━━━━━ Supplied material

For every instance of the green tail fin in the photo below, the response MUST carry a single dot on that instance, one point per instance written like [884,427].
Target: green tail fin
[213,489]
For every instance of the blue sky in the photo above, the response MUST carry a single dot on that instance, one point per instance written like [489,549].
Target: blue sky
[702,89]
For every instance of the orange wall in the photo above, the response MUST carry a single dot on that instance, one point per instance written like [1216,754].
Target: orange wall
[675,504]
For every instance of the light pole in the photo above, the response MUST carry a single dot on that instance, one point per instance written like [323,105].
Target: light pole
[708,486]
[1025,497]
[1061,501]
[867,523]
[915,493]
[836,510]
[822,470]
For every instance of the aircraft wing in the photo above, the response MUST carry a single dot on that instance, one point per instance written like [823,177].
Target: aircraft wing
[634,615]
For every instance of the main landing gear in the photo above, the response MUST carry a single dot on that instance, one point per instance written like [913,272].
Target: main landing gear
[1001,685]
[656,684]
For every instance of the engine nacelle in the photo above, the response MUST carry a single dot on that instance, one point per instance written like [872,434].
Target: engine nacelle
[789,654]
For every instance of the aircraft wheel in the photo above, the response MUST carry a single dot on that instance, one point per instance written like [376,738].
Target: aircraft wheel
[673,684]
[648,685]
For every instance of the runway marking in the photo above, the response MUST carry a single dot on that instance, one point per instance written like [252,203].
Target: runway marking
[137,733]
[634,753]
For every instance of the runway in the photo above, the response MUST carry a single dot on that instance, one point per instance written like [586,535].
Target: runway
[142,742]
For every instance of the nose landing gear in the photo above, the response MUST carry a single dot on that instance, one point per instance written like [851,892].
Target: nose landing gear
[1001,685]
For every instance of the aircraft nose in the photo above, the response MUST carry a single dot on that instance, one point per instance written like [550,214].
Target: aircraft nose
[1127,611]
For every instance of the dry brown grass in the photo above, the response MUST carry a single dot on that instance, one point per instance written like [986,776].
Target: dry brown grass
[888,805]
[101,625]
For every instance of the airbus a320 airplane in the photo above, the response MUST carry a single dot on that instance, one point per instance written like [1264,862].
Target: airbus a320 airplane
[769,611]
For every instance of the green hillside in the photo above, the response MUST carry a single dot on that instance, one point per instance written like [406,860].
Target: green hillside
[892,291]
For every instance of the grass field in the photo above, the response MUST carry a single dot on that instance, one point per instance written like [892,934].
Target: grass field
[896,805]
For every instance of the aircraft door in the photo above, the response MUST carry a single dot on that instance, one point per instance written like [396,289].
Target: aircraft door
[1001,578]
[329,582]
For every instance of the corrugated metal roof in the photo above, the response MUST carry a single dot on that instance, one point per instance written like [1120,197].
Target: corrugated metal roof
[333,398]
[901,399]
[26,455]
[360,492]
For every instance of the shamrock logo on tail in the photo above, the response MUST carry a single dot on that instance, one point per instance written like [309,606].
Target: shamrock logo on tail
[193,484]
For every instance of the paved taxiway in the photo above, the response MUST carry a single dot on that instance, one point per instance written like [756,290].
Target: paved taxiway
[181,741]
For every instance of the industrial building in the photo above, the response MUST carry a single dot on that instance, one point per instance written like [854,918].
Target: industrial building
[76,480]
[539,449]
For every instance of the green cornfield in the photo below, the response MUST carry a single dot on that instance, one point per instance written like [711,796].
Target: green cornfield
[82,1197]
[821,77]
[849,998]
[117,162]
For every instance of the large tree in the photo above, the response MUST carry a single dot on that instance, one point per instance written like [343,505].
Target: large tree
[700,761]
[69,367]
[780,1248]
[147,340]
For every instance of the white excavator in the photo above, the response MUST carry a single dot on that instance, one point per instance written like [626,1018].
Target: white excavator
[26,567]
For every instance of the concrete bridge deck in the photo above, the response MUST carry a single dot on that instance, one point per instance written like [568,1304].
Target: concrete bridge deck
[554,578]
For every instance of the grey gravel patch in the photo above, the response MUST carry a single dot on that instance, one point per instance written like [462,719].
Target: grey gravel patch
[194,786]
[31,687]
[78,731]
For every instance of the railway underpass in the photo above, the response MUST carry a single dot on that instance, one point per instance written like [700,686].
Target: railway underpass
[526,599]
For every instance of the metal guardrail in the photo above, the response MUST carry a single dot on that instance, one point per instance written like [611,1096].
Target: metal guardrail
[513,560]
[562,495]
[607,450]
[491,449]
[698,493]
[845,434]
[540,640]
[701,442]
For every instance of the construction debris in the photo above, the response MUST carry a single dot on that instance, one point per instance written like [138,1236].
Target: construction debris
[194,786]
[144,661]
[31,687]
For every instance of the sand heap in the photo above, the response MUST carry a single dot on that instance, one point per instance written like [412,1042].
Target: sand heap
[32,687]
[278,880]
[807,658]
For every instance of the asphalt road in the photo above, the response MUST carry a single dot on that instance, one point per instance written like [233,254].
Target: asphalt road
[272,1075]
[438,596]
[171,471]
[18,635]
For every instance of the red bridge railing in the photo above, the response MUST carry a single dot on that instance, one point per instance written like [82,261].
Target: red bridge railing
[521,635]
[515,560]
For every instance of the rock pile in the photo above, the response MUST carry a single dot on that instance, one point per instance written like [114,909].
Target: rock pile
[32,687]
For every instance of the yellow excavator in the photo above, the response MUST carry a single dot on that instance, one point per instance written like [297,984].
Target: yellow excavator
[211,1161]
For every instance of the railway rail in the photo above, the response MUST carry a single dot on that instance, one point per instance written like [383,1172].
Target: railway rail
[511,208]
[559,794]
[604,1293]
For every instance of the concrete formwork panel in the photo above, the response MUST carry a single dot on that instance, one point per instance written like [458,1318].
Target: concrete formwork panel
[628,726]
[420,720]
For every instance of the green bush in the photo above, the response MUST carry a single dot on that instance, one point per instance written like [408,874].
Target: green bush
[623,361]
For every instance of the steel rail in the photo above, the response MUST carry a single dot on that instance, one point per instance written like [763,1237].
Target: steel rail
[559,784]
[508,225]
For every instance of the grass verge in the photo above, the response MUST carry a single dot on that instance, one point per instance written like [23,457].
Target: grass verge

━━━━━━━━━━

What the task requires | Each line from the one containing "Target: steel rail" through the last line of the entries is to be copied exactly, with no other lines added.

Problem solution |
Target: steel rail
[559,784]
[508,225]
For every instance of the grass verge in the photo above, the response MUST carry a single dot on that instance, one point per instance written like [23,457].
Target: grass verge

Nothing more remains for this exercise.